::: READING TEXT
It’s hardly the kind of vaunted resting place various other British royals have enjoyed after serving their earthly tenures, but the earth beneath a municipal parking lot in Leicester, England, is where the remains of Britain’s legendary King Richard III were recently discovered.
The bones of the contentious 15th century figure, whom William Shakespeare described as a physically “deformed, unfinish’d” and generally nasty piece of work, were discovered in September by a team from the University of Leicester and subsequently identified.
Meanwhile, a mock-up of what the maligned monarch might have looked like has been made since the archeological breakthrough—check it out here.
The New York Times:
The geneticist Turi King told a news conference held by the University of Leicester research team that DNA samples taken from two modern-day descendants of Richard III’s family matched those from the bones found at the site. One of the descendants, Michael Ibsen, is the son of a 16th-generation niece of King Richard’s. The second wished to remain anonymous, the researchers said.
::::::
::: DATA FOR REVIEW
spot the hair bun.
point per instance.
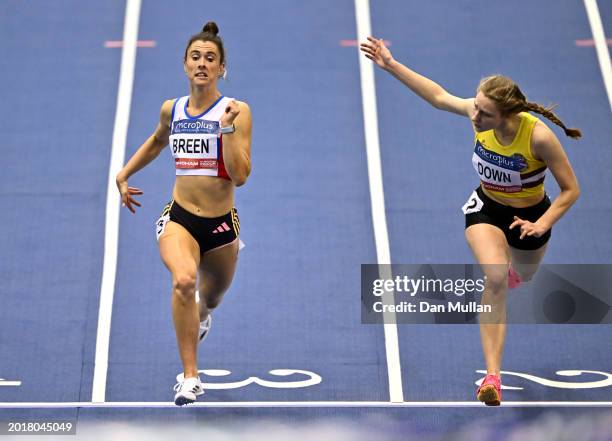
(210, 28)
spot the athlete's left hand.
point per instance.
(528, 228)
(231, 112)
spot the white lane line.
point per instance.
(603, 55)
(122, 117)
(377, 197)
(306, 404)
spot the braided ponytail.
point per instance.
(510, 100)
(548, 114)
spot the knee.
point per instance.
(497, 282)
(183, 285)
(213, 293)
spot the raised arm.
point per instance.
(430, 91)
(237, 145)
(146, 153)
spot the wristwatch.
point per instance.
(227, 130)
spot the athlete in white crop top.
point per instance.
(210, 139)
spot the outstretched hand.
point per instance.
(376, 51)
(126, 195)
(528, 228)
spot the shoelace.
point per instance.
(178, 386)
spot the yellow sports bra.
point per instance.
(509, 170)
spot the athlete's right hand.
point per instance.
(376, 51)
(126, 195)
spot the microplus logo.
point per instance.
(195, 126)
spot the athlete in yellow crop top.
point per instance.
(509, 216)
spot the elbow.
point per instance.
(576, 193)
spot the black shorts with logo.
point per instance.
(209, 232)
(481, 209)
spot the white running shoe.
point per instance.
(187, 391)
(205, 327)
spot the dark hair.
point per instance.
(510, 100)
(210, 33)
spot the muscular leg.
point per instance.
(181, 255)
(216, 271)
(490, 249)
(527, 262)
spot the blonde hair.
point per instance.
(510, 100)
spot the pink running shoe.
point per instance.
(514, 280)
(489, 391)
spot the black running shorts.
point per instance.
(481, 209)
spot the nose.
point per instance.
(475, 117)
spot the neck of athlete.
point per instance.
(506, 131)
(202, 97)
::::::
■ **TASKS TO CARRY OUT**
(a) Which people does the Richard III article name? List every one of them.
(b) Answer these questions from the Richard III article:
(i) In what month were the bones discovered?
(ii) What lies above the ground where the remains were found?
(iii) Whose son is Michael Ibsen?
(c) Can you pick up the Richard III article after its last sentence and write a continuation?
The lines have nothing to do with the Richard III article.

■ **ANSWERS BY TASK**
(a) King Richard III, William Shakespeare, Turi King, Michael Ibsen

(b)
(i) September
(ii) A municipal parking lot in Leicester, England
(iii) A 16th-generation niece of King Richard's

(c)
The skeleton, moreover, had a gaping hole in the skull consistent with contemporary accounts of the battlefield blow that killed the monarch more than 500 years ago.
Before the DNA findings came in, Mr. Taylor and other team members said, the university team had assembled a mounting catalog of evidence that pointed conclusively at the remains being those of the king. These included confirmation that the body was that of a man in his late 20s or early 30s, and that his high-protein diet had been rich in meat and fish, characteristic of a privileged life in the 15th century.